_EXTRAIT CHOISI_
⟨

Dans le silence de l’atelier, les mains plongées dans la matière,
le cerveau, comme un cheval fou ivre de liberté, se plaît à galoper
en tous sens et son contraire.
Souvent mes amis s’invitent à la table : ceux à la présence régulière et tangible, ceux qui ont quitté le port , qui sait pourquoi et sans plus jamais refaire escale , ceux qui combattent héroïquement contre la maladie d’un proche ou la leur, ceux qui résistent, qui vieillissent, ceux qui projettent, qui s’enflamment, qui s’exclament…
Puis, sans crier gare, la voix de ma mère prend le relais : « Accompagnant le geste à la parole, Papa nous disait toujours que nous étions nés avec le mot chance écrit sur le front ».
Mes grands-parents ayant fui et survécu au génocide arménien, sans doute ceci explique cela allié à l’indéfectible amour de la vie chevillé au corps de mon grand-père !
La psychogénéalogie transgénérationnelle développée dans les années 70 par Anne Ancelin Schützenberger (dont je vous conseille entre autre la lecture d’« Aïe mes aïeux ») étudie les liens et les incidences entre le vécu de nos aïeux (évènements,traumatismes, secrets de famille…) et le nôtre.
L’amour de la vie et la « chance » seraient-ils transmissibles aussi?
Sans doute !
J’espère alors que mes enfants et petits enfants en hériteront eux aussi (je fais tout pour!) .
La « chance », en l’occurrence c’est d’être née ici, dans un pays libre de penser, de vivre et d’aimer comme on l’entend.
Sans compter qu’au-delà de ça, j’en ai conscience, j’ai été bien servie…
Gratitude (là, je pose mes outils fissa, croise les doigts et touche le bois de ma table...au cas où...on n’est jamais trop prudent!).

⟩

_EXERCICES D'ÉTUDE_
[1] Recopiez fidèlement le passage de l'extrait qui va de « Souvent mes amis » jusqu'à « mon grand-père ! ».
[2] D'après l'extrait, qu'est-ce qui explique que le grand-père répétait que ses enfants étaient nés « avec le mot chance écrit sur le front » ? Répondez en une à trois phrases.

_DOCUMENTS SOURCES_

⟨

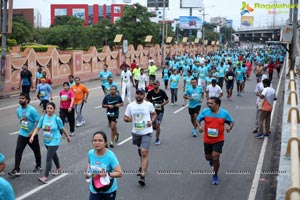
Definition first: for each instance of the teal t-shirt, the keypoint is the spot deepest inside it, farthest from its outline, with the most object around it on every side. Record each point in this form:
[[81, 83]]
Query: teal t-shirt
[[28, 117], [108, 162], [51, 129]]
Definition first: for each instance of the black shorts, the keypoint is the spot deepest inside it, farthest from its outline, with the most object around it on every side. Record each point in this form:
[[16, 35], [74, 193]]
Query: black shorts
[[112, 119], [229, 85], [195, 110], [217, 147]]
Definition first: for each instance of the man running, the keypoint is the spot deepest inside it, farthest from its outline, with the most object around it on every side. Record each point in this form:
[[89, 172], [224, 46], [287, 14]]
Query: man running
[[142, 114], [214, 119], [29, 118], [103, 76], [158, 98], [81, 93], [195, 96], [112, 102], [213, 90]]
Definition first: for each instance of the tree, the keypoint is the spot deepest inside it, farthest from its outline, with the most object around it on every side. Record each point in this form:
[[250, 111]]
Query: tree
[[21, 30], [135, 24]]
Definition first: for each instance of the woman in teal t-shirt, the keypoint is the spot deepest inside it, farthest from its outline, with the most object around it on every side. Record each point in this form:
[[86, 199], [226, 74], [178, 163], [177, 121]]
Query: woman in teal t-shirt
[[52, 127], [104, 165]]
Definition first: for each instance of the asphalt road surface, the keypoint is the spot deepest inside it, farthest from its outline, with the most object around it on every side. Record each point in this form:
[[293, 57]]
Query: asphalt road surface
[[177, 169]]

⟩

_RÉPONSES ATTENDUES_
[1]
Souvent mes amis s’invitent à la table : ceux à la présence régulière et tangible, ceux qui ont quitté le port , qui sait pourquoi et sans plus jamais refaire escale , ceux qui combattent héroïquement contre la maladie d’un proche ou la leur, ceux qui résistent, qui vieillissent, ceux qui projettent, qui s’enflamment, qui s’exclament…
Puis, sans crier gare, la voix de ma mère prend le relais : « Accompagnant le geste à la parole, Papa nous disait toujours que nous étions nés avec le mot chance écrit sur le front ».
Mes grands-parents ayant fui et survécu au génocide arménien, sans doute ceci explique cela allié à l’indéfectible amour de la vie chevillé au corps de mon grand-père !

[2] L'extrait l'attribue au fait que les grands-parents ont fui et survécu au génocide arménien. S'y ajoute l'indéfectible amour de la vie chevillé au corps du grand-père.